- _Data for this exercise_
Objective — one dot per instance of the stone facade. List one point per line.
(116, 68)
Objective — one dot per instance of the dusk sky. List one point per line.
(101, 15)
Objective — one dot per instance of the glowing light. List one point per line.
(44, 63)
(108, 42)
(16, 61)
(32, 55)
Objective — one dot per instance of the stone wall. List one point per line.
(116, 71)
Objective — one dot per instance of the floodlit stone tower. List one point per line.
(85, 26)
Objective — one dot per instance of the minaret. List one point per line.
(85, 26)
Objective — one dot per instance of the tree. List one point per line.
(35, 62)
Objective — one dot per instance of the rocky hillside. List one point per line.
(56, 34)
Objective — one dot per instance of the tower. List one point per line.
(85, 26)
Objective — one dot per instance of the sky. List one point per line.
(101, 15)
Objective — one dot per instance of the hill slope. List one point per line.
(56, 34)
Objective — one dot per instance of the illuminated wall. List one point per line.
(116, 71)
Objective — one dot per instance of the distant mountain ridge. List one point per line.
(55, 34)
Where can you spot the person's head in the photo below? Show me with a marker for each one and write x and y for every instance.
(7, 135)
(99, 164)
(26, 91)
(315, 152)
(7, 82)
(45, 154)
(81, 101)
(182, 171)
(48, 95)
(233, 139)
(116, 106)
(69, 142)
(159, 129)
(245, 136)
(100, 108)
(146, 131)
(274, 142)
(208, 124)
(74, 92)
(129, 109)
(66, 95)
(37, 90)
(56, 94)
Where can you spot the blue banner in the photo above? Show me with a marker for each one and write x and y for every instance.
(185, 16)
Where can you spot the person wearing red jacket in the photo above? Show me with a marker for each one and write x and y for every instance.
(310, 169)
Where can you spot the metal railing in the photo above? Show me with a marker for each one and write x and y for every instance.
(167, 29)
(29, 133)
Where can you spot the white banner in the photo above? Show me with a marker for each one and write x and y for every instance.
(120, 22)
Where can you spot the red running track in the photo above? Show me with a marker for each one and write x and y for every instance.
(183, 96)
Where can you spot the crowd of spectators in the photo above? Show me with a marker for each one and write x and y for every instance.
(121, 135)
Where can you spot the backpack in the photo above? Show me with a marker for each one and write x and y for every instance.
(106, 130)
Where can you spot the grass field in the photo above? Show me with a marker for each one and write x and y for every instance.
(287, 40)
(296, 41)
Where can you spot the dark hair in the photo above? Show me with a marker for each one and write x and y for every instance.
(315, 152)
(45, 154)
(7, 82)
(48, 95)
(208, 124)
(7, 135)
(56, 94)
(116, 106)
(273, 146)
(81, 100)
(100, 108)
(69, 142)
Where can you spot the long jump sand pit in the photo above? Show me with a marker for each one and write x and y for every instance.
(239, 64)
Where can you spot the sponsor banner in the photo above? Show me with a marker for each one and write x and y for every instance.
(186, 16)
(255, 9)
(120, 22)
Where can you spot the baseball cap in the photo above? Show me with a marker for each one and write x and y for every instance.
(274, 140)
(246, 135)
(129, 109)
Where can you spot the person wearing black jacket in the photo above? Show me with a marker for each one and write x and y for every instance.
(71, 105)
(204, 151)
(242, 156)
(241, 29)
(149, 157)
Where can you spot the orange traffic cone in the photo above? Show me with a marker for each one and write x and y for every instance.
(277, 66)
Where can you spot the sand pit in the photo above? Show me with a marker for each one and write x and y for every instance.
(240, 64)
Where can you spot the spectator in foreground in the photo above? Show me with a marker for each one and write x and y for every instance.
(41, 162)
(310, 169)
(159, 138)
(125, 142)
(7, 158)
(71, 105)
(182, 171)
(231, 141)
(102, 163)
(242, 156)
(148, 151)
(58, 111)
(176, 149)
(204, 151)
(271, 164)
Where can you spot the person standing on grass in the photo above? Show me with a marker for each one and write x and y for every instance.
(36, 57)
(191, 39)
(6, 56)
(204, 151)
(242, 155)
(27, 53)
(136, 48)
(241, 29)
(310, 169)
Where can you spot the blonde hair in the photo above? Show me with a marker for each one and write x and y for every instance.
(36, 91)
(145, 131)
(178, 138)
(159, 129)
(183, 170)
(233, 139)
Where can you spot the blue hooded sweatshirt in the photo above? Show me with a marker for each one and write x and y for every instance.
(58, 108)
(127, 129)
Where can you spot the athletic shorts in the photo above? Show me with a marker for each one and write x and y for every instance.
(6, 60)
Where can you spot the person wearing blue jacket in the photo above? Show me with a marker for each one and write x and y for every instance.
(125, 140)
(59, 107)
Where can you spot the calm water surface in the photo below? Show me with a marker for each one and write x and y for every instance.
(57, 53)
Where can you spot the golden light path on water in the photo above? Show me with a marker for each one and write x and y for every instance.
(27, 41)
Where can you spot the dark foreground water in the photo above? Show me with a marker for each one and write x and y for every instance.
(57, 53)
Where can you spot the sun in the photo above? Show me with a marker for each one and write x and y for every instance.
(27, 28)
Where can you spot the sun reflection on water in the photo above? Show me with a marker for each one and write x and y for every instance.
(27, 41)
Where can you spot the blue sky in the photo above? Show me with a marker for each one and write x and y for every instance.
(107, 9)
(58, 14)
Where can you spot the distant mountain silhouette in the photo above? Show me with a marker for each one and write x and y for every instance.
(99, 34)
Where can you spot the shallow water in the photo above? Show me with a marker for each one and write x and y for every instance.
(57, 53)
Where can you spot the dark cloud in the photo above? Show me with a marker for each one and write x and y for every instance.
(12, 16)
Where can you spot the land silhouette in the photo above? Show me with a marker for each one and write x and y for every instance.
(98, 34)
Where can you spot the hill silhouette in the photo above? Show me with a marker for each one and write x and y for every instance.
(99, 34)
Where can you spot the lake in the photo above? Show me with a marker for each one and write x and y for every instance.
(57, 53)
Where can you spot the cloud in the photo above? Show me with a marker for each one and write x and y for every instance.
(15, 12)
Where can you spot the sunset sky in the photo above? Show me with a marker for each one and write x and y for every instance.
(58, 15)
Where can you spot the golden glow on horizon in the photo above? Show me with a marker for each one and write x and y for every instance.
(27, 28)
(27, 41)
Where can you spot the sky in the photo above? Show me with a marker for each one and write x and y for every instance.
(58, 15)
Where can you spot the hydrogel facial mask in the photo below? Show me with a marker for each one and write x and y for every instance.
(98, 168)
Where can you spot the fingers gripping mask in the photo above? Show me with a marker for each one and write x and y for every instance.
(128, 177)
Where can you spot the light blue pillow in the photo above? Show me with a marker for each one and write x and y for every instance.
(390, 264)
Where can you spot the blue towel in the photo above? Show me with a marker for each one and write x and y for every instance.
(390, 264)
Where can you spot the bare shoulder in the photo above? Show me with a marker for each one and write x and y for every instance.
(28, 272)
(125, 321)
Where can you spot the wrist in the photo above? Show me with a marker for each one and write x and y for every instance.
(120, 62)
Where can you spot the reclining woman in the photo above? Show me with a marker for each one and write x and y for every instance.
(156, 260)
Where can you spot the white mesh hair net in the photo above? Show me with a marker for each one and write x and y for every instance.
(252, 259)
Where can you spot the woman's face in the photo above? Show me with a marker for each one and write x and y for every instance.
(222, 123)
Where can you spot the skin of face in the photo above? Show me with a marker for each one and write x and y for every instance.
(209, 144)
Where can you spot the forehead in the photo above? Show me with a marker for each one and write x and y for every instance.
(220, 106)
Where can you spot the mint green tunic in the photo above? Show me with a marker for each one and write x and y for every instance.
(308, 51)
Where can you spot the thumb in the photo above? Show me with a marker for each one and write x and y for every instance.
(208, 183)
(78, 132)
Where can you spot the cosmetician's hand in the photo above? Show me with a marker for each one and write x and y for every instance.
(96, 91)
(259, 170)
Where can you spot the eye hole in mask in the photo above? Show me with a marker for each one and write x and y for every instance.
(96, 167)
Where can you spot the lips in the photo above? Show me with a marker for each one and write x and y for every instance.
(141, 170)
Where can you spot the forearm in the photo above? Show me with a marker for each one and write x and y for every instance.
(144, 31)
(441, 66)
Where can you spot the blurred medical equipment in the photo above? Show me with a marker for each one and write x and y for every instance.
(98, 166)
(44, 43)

- _Problem to solve_
Please quote exactly the lines from the one containing "Where can you spot the eye" through the last line of the records above, both included, and nothing else.

- _Finished answer_
Where can you spot the eye hole in mask in the photo above? Show me with a marker for each one and write x and y for every instance.
(96, 167)
Where can you spot the lips in the photo above? Show me with a marker for each one and write x and y for every instance.
(141, 170)
Where can you spot the forearm in the photo above? Show me with a marker for each one and write x and y for every instance.
(144, 31)
(441, 66)
Where can you spot the blurred medical equipment in the photo above? Show me with a marker for each one and write x and y for every instance.
(98, 166)
(44, 43)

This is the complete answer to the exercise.